Exercise instructions | Turn every line of the material below into a numbered list, leaving out any blank lines.

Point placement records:
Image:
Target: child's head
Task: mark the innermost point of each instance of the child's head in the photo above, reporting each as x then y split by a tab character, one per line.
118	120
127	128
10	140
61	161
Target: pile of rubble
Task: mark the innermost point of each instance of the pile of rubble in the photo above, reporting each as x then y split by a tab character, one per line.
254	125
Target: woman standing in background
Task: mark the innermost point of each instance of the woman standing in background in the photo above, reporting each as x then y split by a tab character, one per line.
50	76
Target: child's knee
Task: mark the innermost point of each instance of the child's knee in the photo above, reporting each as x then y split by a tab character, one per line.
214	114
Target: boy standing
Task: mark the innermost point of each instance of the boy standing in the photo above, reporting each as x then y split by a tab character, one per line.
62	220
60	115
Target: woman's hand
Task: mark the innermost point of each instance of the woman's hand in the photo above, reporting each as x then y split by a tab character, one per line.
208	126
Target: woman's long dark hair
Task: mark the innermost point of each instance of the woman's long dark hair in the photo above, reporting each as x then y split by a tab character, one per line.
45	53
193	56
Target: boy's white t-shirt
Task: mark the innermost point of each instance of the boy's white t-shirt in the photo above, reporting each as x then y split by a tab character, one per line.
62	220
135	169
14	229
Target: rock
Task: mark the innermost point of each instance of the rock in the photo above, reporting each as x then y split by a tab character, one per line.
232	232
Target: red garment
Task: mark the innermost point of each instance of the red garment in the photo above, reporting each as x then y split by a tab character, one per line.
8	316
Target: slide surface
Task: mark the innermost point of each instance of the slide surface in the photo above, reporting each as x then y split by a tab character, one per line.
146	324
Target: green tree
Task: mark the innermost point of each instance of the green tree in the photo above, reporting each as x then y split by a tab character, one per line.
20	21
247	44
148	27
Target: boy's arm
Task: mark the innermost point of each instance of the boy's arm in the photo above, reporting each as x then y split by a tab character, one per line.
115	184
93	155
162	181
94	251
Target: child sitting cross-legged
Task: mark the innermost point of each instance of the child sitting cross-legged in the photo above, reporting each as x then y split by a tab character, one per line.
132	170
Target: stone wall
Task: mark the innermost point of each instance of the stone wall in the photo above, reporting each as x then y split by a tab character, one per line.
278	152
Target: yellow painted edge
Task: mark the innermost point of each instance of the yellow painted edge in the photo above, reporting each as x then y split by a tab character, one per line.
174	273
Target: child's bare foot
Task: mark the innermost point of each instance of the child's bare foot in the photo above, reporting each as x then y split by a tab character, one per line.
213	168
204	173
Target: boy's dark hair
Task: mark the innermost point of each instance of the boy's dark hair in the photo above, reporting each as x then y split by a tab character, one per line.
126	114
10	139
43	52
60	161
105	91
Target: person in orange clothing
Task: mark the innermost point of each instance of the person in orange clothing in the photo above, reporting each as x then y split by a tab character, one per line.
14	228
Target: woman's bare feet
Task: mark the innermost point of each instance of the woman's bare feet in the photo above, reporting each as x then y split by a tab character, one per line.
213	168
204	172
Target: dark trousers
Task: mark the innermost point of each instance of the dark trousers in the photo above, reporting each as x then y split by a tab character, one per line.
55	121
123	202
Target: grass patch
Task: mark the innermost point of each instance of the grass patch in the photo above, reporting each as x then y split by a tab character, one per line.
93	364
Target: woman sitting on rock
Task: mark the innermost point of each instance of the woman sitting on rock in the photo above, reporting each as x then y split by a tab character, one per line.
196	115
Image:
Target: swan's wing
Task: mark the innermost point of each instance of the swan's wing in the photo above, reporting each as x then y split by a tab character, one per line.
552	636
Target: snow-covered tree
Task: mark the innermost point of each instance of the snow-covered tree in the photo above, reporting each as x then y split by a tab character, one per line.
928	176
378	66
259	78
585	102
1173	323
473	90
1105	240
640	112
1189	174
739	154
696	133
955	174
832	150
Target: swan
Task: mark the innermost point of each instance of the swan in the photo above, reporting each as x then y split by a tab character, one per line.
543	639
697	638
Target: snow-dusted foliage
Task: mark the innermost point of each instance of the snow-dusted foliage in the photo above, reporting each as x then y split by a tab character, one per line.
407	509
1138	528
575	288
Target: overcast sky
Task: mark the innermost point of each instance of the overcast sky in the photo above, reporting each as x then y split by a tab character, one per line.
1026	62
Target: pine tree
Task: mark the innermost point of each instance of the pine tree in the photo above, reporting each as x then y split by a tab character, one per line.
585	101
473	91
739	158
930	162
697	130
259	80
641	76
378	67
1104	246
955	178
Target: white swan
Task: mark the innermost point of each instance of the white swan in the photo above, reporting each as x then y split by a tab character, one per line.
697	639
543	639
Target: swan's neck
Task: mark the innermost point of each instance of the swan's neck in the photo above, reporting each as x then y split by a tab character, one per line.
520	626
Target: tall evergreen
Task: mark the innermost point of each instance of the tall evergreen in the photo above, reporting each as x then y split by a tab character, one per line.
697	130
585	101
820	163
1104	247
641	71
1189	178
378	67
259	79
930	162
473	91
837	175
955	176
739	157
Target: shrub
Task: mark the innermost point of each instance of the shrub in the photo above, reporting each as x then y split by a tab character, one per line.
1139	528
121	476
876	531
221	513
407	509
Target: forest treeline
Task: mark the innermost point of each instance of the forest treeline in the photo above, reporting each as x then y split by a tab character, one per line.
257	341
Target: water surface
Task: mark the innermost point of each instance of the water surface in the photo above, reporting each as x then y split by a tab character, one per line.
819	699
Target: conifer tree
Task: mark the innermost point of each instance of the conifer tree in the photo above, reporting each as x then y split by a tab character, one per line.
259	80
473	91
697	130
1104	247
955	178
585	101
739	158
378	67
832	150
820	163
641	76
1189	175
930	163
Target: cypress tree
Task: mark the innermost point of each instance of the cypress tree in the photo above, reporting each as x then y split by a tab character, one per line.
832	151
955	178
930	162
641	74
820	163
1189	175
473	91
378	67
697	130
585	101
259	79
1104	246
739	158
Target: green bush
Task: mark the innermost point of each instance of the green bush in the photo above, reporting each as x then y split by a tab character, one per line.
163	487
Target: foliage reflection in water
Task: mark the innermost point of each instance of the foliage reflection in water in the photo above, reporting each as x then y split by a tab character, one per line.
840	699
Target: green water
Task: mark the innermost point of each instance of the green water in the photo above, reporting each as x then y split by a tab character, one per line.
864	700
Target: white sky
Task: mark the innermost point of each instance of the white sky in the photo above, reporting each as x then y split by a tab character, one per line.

Task response |
1. Image:
2. Target: child's head
3. Task: mark the innermost point of each instance of the child's head in the photo above, reporting each as x then y split by a tab character, one per line.
4. 118	120
5. 127	128
6. 10	140
7. 61	161
8. Target: pile of rubble
9. Task: mark the innermost point of each instance of the pile of rubble in the photo above, reporting each as x then y split by a tab character, one per line.
10. 254	125
11. Target: woman standing in background
12. Task: mark the innermost point of each instance of the woman standing in background in the photo above, reporting each as x then y split by a tab character, one per line.
13. 50	76
14. Target: child's knee
15. Task: mark the innermost point of each instance of the child's knee in the photo above, reporting each as x then y split by a tab character, one per line.
16. 214	114
17. Target: boy standing
18. Task: mark the innermost point of each instance of the boy standing in the photo above, reporting each as x then y split by a tab character, one per line.
19. 62	220
20. 60	115
21. Target: woman's hand
22. Task: mark the innermost point of each instance of the woman's hand in the photo above, reporting each as x then y split by a tab character, one per line.
23. 208	126
24. Target: woman's long dark hair
25. Task: mark the innermost point of each instance of the woman's long dark hair in the photo above, reporting each as x then y split by a tab character, one per line.
26. 45	53
27. 193	56
28. Target: boy's white t-shirt
29. Task: mark the innermost point of each instance of the boy's white t-shirt in the photo above, reporting each as x then y split by a tab character, one per line.
30. 62	220
31. 135	169
32. 14	229
33. Target: rock
34. Task: mark the innermost point of each instance of the rock in the photo above, reporting each as x then y split by a tab character, one per line.
35. 232	232
36. Target: red garment
37. Task: mark the innermost point of each instance of the red garment in the photo above, reporting each as x then y split by a tab character, one per line.
38. 8	316
39. Target: slide surface
40. Task: mark the innermost point of each instance of the slide surface in the photo above, reporting each as x then y split by a tab character, one per line.
41. 146	324
42. Target: green tree
43. Task: mark the innermost point of each instance of the green tree in the photo above, reporting each as x then y split by a tab character, one per line.
44. 20	21
45. 247	44
46. 148	27
47. Target: boy's arm
48. Task: mark the innermost point of each instance of the boy's arm in the photo above, reporting each as x then y split by a tab character, one per line.
49. 115	184
50. 93	155
51. 162	181
52. 94	251
53. Target: child sitting cross-legged
54. Task: mark the innermost point of each instance of the child sitting cross-legged in the photo above, reporting each as x then y split by a tab character, one per line.
55. 132	170
56. Target: stone wall
57. Task: mark the innermost point of each instance of the stone wall in the photo above, reporting each as x then y split by a tab character, one per line.
58. 278	152
59. Target: yellow painted edge
60. Task: mark the innermost point of each instance of the yellow painted edge in the photo above, reporting each as x then y split by a tab character, one per line.
61. 174	273
62. Target: child's bare foot
63. Task: mark the innermost point of each instance of the child's bare foot in the photo above, reporting each as x then y split by a tab character, one per line.
64. 213	168
65. 204	173
66. Target: boy's dark hair
67. Task: mark the innermost point of each instance of the boy's dark hair in the photo above, reporting each as x then y split by a tab character, one per line.
68. 126	114
69. 10	139
70. 43	52
71. 60	161
72. 105	91
73. Target: person in orange clothing
74. Task: mark the innermost point of each instance of the person in orange clothing in the photo above, reporting each as x then y split by a tab character, one per line.
75. 14	228
76. Target: woman's bare feet
77. Task: mark the innermost point of each instance of the woman's bare feet in the photo above, reporting each as x then y split by a tab character, one per line.
78. 213	168
79. 204	172
80. Target: dark trousers
81. Task: mark the innermost point of each instance of the dark trousers in the photo above, reporting each as x then y split by a tab character, one per line.
82. 55	121
83. 123	202
84. Target: grass patch
85. Task: mark the innermost point of each instance of the grass patch in the photo above, reporting each as x then y split by a tab character, one per line.
86. 93	364
87. Target: woman sitting on rock
88. Task: mark the innermost point of each instance of the woman sitting on rock in the photo above, reporting each as x then y split by a tab character, one per line.
89. 196	115
90. Image:
91. Target: swan's wing
92. Task: mark the innermost point of each instance of the swan's wing in the photo above, reporting each as x then y split by a tab character, one per line.
93. 552	636
94. Target: snow-covered tree
95. Task: mark the innermost point of each instance of the snow-covered tree in the photo above, reporting each as x then y split by a tab character, one per line.
96. 928	176
97. 378	66
98. 259	78
99. 585	102
100. 1173	323
101. 473	90
102. 1105	240
103. 640	112
104. 1189	174
105. 739	154
106. 696	133
107. 955	174
108. 832	150
109. Target: swan
110. Task: mark the innermost point of each instance of the swan in the photo above, reporting each as x then y split by a tab character, one per line.
111. 543	639
112. 697	638
113. Target: snow-dusted foliage
114. Task: mark the innermost point of each instance of the snow-dusted foliage in the photo above, reporting each as x then y split by a tab character, one per line.
115. 407	509
116. 1138	528
117. 575	288
118. Target: overcast sky
119. Task: mark the innermost point of each instance of the overcast sky in the photo above, reporting each as x then y split by a tab character, one per line.
120. 1026	62
121. Target: pine tree
122. Task: mark the innermost point of each instance of the pine tree in the photo above, reporting each as x then y split by a tab character, one per line.
123. 585	101
124. 473	91
125. 739	158
126. 930	162
127. 697	130
128. 259	80
129. 641	76
130. 378	67
131. 1104	246
132. 955	178
133. Target: white swan
134. Task: mark the innermost point of each instance of the white swan in the photo above, reporting each as x then y split by a tab character, one per line.
135. 697	639
136. 543	639
137. Target: swan's neck
138. Task: mark the innermost point of each instance of the swan's neck in the photo above, reporting each as x then y split by a tab character, one per line.
139. 520	626
140. Target: tall evergreen
141. Task: mark the innermost point of each instance of the tall evergreen in the photo above, reporting each as x then y split by a tab character, one per line.
142. 697	130
143. 585	101
144. 820	163
145. 1104	247
146. 641	71
147. 1189	178
148. 378	67
149. 259	79
150. 930	162
151. 473	91
152. 837	175
153. 955	176
154. 739	157
155. Target: shrub
156. Task: mark the innermost point of each instance of the shrub in the photo above, reporting each as x then y split by a tab character, one per line.
157. 1139	528
158. 121	476
159. 876	531
160. 221	513
161. 407	509
162. Target: forest treeline
163. Task: mark the innermost point of each instance of the forest treeline in the photo above, reporting each as x then y split by a tab character, one per line.
164. 257	341
165. Target: water surface
166. Task: mark the innermost point of each instance of the water surface in the photo above, reporting each as x then y split by a tab character, one per line.
167. 819	699
168. Target: conifer tree
169. Task: mark the innermost point of each instance of the conifer tree in the photo above, reporting each as x then y split by a tab character, one per line.
170. 259	80
171. 473	91
172. 697	130
173. 1104	247
174. 955	178
175. 585	101
176. 739	158
177. 378	67
178. 832	150
179. 820	163
180. 641	76
181. 1189	175
182. 930	163
183. Target: cypress tree
184. Task: mark the innermost point of each instance of the cypress tree in the photo above, reporting each as x then y split by a tab character, one per line.
185. 832	151
186. 955	178
187. 930	162
188. 641	74
189. 820	163
190. 1189	175
191. 473	91
192. 378	67
193. 697	130
194. 585	101
195. 259	79
196. 1104	246
197. 739	158
198. Target: green bush
199. Task: mark the innermost point of each instance of the green bush in the photo above, reporting each as x then y split by a tab character, one per line.
200. 163	487
201. Target: foliage reflection in water
202. Task: mark the innermost point of each instance of the foliage reflection in water in the photo above, reporting each as x then y split by a tab character, one per line.
203. 840	699
204. Target: green water
205. Task: mark the innermost point of each instance of the green water in the photo above, reporting each as x then y split by a tab character, one per line.
206. 864	700
207. Target: white sky
208. Task: mark the innermost point of each instance of the white sky in the photo above, reporting each as x then y split by a tab character, one per line.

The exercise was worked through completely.